Available data Block Start

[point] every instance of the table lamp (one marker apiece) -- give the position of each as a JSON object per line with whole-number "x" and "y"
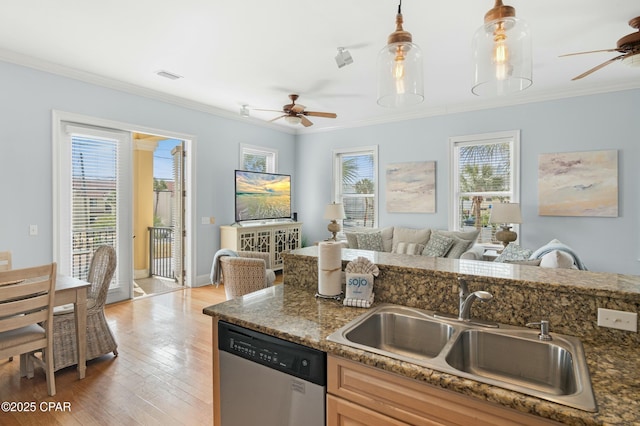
{"x": 504, "y": 214}
{"x": 334, "y": 212}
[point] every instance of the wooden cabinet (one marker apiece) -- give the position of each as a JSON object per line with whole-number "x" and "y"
{"x": 273, "y": 238}
{"x": 363, "y": 395}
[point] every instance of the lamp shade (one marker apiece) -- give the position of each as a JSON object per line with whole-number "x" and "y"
{"x": 502, "y": 54}
{"x": 334, "y": 211}
{"x": 505, "y": 213}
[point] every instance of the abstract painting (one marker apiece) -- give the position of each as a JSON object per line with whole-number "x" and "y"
{"x": 578, "y": 184}
{"x": 411, "y": 187}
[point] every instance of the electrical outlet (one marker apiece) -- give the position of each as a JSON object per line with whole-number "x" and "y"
{"x": 618, "y": 319}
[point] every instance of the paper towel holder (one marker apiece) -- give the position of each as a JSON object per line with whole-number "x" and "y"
{"x": 337, "y": 297}
{"x": 334, "y": 212}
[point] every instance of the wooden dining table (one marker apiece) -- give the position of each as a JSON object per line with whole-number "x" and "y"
{"x": 73, "y": 290}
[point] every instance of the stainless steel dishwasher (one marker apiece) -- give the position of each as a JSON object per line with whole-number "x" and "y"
{"x": 269, "y": 381}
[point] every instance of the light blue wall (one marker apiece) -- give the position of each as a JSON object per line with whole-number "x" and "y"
{"x": 29, "y": 96}
{"x": 607, "y": 121}
{"x": 597, "y": 122}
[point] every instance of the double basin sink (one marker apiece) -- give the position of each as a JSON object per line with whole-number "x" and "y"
{"x": 510, "y": 357}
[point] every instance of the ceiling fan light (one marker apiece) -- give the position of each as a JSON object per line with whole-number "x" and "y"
{"x": 502, "y": 54}
{"x": 400, "y": 76}
{"x": 293, "y": 119}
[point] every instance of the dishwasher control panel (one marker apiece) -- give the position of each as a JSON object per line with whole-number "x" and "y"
{"x": 288, "y": 357}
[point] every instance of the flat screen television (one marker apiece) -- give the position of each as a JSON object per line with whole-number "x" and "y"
{"x": 261, "y": 196}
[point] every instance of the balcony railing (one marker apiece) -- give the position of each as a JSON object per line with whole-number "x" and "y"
{"x": 161, "y": 252}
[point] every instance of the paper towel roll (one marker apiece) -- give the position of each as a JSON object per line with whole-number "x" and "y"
{"x": 329, "y": 268}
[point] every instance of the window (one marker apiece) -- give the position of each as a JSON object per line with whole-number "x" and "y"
{"x": 257, "y": 159}
{"x": 355, "y": 185}
{"x": 92, "y": 185}
{"x": 484, "y": 170}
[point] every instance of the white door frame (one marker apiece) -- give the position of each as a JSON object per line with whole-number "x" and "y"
{"x": 190, "y": 146}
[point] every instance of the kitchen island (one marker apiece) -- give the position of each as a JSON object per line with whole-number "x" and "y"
{"x": 291, "y": 312}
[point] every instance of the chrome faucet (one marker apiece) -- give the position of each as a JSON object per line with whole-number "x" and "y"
{"x": 467, "y": 299}
{"x": 544, "y": 329}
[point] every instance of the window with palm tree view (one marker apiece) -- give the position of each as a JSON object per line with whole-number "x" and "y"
{"x": 484, "y": 172}
{"x": 356, "y": 185}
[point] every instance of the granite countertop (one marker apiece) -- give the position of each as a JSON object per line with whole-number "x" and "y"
{"x": 294, "y": 314}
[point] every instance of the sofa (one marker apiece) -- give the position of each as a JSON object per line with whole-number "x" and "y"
{"x": 415, "y": 241}
{"x": 554, "y": 254}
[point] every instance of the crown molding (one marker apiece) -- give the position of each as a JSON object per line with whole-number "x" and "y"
{"x": 110, "y": 83}
{"x": 519, "y": 99}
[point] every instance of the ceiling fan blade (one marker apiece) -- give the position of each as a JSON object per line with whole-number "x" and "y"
{"x": 321, "y": 114}
{"x": 305, "y": 121}
{"x": 596, "y": 68}
{"x": 591, "y": 51}
{"x": 270, "y": 110}
{"x": 277, "y": 118}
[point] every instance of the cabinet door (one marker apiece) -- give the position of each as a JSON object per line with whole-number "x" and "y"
{"x": 344, "y": 413}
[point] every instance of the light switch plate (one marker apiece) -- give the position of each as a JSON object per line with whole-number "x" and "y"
{"x": 618, "y": 319}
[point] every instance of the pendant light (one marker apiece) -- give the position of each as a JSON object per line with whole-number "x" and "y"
{"x": 501, "y": 53}
{"x": 400, "y": 80}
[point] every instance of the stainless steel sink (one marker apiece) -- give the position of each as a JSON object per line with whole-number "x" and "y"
{"x": 509, "y": 357}
{"x": 401, "y": 331}
{"x": 541, "y": 366}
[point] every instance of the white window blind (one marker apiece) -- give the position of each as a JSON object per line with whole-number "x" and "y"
{"x": 356, "y": 185}
{"x": 484, "y": 172}
{"x": 177, "y": 245}
{"x": 95, "y": 195}
{"x": 257, "y": 159}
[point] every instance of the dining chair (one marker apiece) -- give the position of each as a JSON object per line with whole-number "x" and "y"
{"x": 100, "y": 339}
{"x": 248, "y": 272}
{"x": 5, "y": 260}
{"x": 5, "y": 265}
{"x": 26, "y": 324}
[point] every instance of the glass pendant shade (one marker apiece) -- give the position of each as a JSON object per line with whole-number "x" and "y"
{"x": 400, "y": 77}
{"x": 502, "y": 57}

Available data Block End

## The problem:
From the first line to the last, copy the records above exactly and drop any pictures.

## Response to the task:
[point] every instance of the table lamp (one marker apiece) -- give the position of each as a JSON object per line with whole-number "x" and "y"
{"x": 504, "y": 214}
{"x": 334, "y": 212}
[point] every instance of the wooden cabinet (one marker apiece) -- give the position of each as a JSON object per line with whole-number "x" and "y"
{"x": 273, "y": 238}
{"x": 363, "y": 395}
[point] every instance of the lamp shade (one marker apiece) -- give the position of each as a JSON object per line with whole-number "x" and "y"
{"x": 502, "y": 54}
{"x": 334, "y": 211}
{"x": 505, "y": 213}
[point] every instance of the abstract painting (one marker apiece) -- give the position of each as a JSON object per line with whole-number "x" and "y"
{"x": 578, "y": 184}
{"x": 411, "y": 187}
[point] every instance of the electrical outlet (one marker apiece) -- give the position of each as a JSON object per line with whole-number "x" and "y"
{"x": 618, "y": 319}
[point] every instance of the paper towel holder (one marker apiece) -- give the position of each as a JSON object per line with whole-number "x" and "y"
{"x": 337, "y": 297}
{"x": 334, "y": 212}
[point] every instance of the wooden dining table (one marker apiece) -- give the position of each as a JSON object per line with whole-number "x" and "y"
{"x": 73, "y": 290}
[point] every instance of the stainless steel dishwasher (one marker apiece) -- give the position of each as a JSON object per line with whole-number "x" and "y"
{"x": 269, "y": 381}
[point] every instance of the light blue wall (one marker apiece) -- give the position of each as a JSON object per line with whole-number "x" and "y"
{"x": 29, "y": 96}
{"x": 607, "y": 121}
{"x": 597, "y": 122}
[point] every instance of the double basin sink (one marker apiece) -- give the position of each as a JSON object per line with whole-number "x" and "y"
{"x": 510, "y": 357}
[point] every instance of the ceiling fan light (one marker apiece) -- give the position of each as a JSON object per line with whole-number "x" and "y"
{"x": 502, "y": 54}
{"x": 400, "y": 76}
{"x": 293, "y": 119}
[point] every instance of the dishwasher control panel (one marker apiece) -- give the position of each as a JSON object per line with whole-number "x" and "y"
{"x": 288, "y": 357}
[point] every instance of the flat screen television (one marker apiece) -- give the position of each as a JSON object per line with whole-number "x" and "y"
{"x": 261, "y": 196}
[point] every instance of the balcony railing (one marker apiece) -- give the position of each as a JSON object per line with whole-number "x" and "y"
{"x": 161, "y": 252}
[point] every instance of the paper towel roll (one marker apiece) -- give the position of each as a JSON object per line with whole-number "x" and "y"
{"x": 329, "y": 268}
[point] every instance of the window (one marker apiece) -- give the position of each as a JSON object per line with whole-number "x" and "y"
{"x": 257, "y": 159}
{"x": 355, "y": 185}
{"x": 92, "y": 185}
{"x": 484, "y": 170}
[point] every instance of the white door frame (one marker apiece) -- give the position of each as a JSON object per line with whole-number "x" and "y"
{"x": 190, "y": 146}
[point] every instance of the kitchen island (one marker apiece) -- give the position of each as a JSON object per line with whole-number "x" and "y"
{"x": 291, "y": 312}
[point] every instance of the chrome faucet (one marker apiece) -- give the position of each as a JSON object per line with whole-number "x" and "y"
{"x": 467, "y": 299}
{"x": 544, "y": 329}
[point] every instance of the window with palm tree view (one marker apiece) -- give the position of each as a JSON object per line with whole-number "x" and "y"
{"x": 484, "y": 172}
{"x": 356, "y": 185}
[point] every instance of the granite countertop (one marker apiece) -- give the position of each as a JSON object per line with whole-number "x" and "y"
{"x": 294, "y": 314}
[point] every instance of the sofa (one marker apiece) -- give the position of each as a JSON object per line with whole-number "x" and "y"
{"x": 415, "y": 241}
{"x": 554, "y": 254}
[point] every instance of the crown molding (one marker apiece) -- give the position of each as a JSON object per line with whole-number "x" and "y"
{"x": 110, "y": 83}
{"x": 519, "y": 99}
[point] every instance of the ceiling fan blade (one marker apiece) -- give the position of each as a JSON object per line with whole-number "x" and "y"
{"x": 321, "y": 114}
{"x": 305, "y": 121}
{"x": 596, "y": 68}
{"x": 591, "y": 51}
{"x": 270, "y": 110}
{"x": 277, "y": 118}
[point] every instance of the cabinet door (one marker apiece) -- give the position of each as a JSON object per line with whole-number "x" and "y"
{"x": 344, "y": 413}
[point] every instance of the light switch plate (one marker apiece) -- give the position of each as a JSON object per line with whole-number "x" and "y"
{"x": 618, "y": 319}
[point] every instance of the pendant light (one marker apiece) -- give the position of each as a JSON object per line with whole-number "x" and "y"
{"x": 501, "y": 53}
{"x": 400, "y": 80}
[point] every instance of the stainless steel sink (one marker apiece) -- give the position of each as a JSON object per line with whole-number "x" and "y"
{"x": 509, "y": 357}
{"x": 401, "y": 331}
{"x": 541, "y": 366}
[point] every instance of the white window blind (one marker apiece) -- give the position of each as a JSON object per line with whole-number "x" and "y"
{"x": 356, "y": 185}
{"x": 484, "y": 172}
{"x": 177, "y": 245}
{"x": 95, "y": 195}
{"x": 257, "y": 159}
[point] every instance of the dining chair (one marker apiece) -- give the position of each as a JSON object per line with whole-number "x" and "y"
{"x": 100, "y": 339}
{"x": 248, "y": 272}
{"x": 5, "y": 260}
{"x": 5, "y": 265}
{"x": 26, "y": 324}
[point] every instance of the glass pendant shade (one marker apiece) -- give the position of each as a JSON object per line with whole-number "x" and "y"
{"x": 400, "y": 77}
{"x": 502, "y": 57}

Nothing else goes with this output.